Items from a dataset
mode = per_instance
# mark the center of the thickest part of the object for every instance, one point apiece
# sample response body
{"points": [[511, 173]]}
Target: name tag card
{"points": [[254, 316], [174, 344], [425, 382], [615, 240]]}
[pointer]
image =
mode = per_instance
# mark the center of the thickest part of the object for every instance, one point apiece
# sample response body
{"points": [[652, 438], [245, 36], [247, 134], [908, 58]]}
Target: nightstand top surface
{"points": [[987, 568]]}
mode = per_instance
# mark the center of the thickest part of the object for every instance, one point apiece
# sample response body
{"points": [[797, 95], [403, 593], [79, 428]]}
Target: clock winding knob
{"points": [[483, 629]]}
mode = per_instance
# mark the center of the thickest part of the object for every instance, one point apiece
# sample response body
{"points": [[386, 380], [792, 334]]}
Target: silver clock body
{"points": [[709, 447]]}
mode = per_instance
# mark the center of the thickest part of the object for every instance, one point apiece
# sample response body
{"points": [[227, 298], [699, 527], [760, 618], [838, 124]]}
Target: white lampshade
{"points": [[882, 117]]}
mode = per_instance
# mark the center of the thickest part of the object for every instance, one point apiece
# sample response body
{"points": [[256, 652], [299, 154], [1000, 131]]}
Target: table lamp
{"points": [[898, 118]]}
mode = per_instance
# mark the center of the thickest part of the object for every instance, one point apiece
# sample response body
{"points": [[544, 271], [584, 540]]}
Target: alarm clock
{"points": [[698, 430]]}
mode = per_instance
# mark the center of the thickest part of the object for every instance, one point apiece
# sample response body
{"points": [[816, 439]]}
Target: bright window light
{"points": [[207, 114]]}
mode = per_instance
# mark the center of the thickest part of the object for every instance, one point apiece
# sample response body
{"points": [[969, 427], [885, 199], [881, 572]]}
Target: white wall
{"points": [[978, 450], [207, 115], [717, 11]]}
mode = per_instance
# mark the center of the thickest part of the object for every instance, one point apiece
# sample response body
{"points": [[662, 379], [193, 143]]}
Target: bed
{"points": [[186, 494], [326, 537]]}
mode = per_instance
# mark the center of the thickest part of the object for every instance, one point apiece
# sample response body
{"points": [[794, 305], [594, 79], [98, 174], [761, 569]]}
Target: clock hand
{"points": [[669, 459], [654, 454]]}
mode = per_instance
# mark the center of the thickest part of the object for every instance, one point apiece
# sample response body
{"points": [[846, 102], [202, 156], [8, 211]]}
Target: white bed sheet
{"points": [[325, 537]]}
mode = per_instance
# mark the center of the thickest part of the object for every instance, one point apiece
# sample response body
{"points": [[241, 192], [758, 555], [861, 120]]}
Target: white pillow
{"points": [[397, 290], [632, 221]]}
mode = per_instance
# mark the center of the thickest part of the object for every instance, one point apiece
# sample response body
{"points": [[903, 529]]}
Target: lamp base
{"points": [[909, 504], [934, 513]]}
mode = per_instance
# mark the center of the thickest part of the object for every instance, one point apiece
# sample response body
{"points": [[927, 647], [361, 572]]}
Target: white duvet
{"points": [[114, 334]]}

## TASK DETAILS
Exactly as they appear above, return all of the records.

## EXERCISE OUTPUT
mode = per_instance
# mark the center of the thickest part of the object for every instance, one point apiece
# sample response body
{"points": [[511, 173]]}
Target: name tag card
{"points": [[254, 316], [174, 344], [425, 382], [615, 240]]}
[pointer]
image =
mode = per_instance
# mark the center of the thickest part of the object for every instance, one point apiece
# sample response body
{"points": [[652, 438], [245, 36], [247, 134], [908, 58]]}
Target: nightstand top surface
{"points": [[987, 568]]}
mode = per_instance
# mark the center of the thickest part of the object for every instance, one point apiece
# sample response body
{"points": [[797, 95], [403, 593], [79, 428]]}
Target: clock winding knob
{"points": [[483, 629]]}
mode = per_instance
# mark the center of the thickest part of the object for every instance, one point apiece
# sample response body
{"points": [[386, 380], [792, 334]]}
Target: silver clock body
{"points": [[709, 447]]}
mode = per_instance
# mark the center of the thickest part of the object for every instance, one point apiece
# sample response body
{"points": [[227, 298], [699, 527], [760, 618], [838, 124]]}
Target: white lampshade
{"points": [[882, 117]]}
mode = per_instance
# mark the center of the thickest part of the object for every instance, one point apiece
# sample response body
{"points": [[256, 652], [299, 154], [1000, 131]]}
Target: table lamp
{"points": [[898, 118]]}
mode = per_instance
# mark the center of the thickest part of the object for every instance, one point apiece
# sample response body
{"points": [[544, 271], [584, 540]]}
Target: alarm clock
{"points": [[698, 430]]}
mode = per_instance
# mark the center of the thickest part of the object for every instance, one point apiece
# sample response body
{"points": [[816, 439]]}
Target: bright window light
{"points": [[207, 114]]}
mode = per_instance
# mark the center of the thickest part of the object for every instance, one point apiece
# sample response body
{"points": [[969, 427], [885, 199], [881, 572]]}
Target: white wall
{"points": [[978, 450], [207, 115], [717, 11]]}
mode = per_instance
# mark the center of the thickest part of the object for every instance, one point apiece
# sample response body
{"points": [[662, 379], [193, 143]]}
Target: bed
{"points": [[186, 494], [326, 537]]}
mode = per_instance
# mark the center of the thickest part of the object for every instance, one point apiece
# sample response body
{"points": [[794, 305], [594, 79], [98, 174], [761, 569]]}
Target: clock hand
{"points": [[669, 459], [654, 454]]}
mode = per_instance
# mark the center of the thickest part of the object for every instance, one point apiece
# sample response body
{"points": [[846, 102], [202, 156], [8, 211]]}
Target: white bed sheet
{"points": [[325, 537]]}
mode = per_instance
# mark the center of the thickest part of the object for every instance, one point apiece
# sample response body
{"points": [[241, 192], [758, 555], [861, 120]]}
Target: white pillow
{"points": [[397, 290], [632, 221]]}
mode = per_instance
# mark the center of the thickest part of the object for every instance, one point apiece
# sample response body
{"points": [[903, 529]]}
Target: lamp base
{"points": [[909, 504], [934, 513]]}
mode = per_instance
# mark the center of the thickest part of the object for every instance, one point apiece
# sample response body
{"points": [[927, 647], [361, 572]]}
Target: white duvet
{"points": [[114, 334]]}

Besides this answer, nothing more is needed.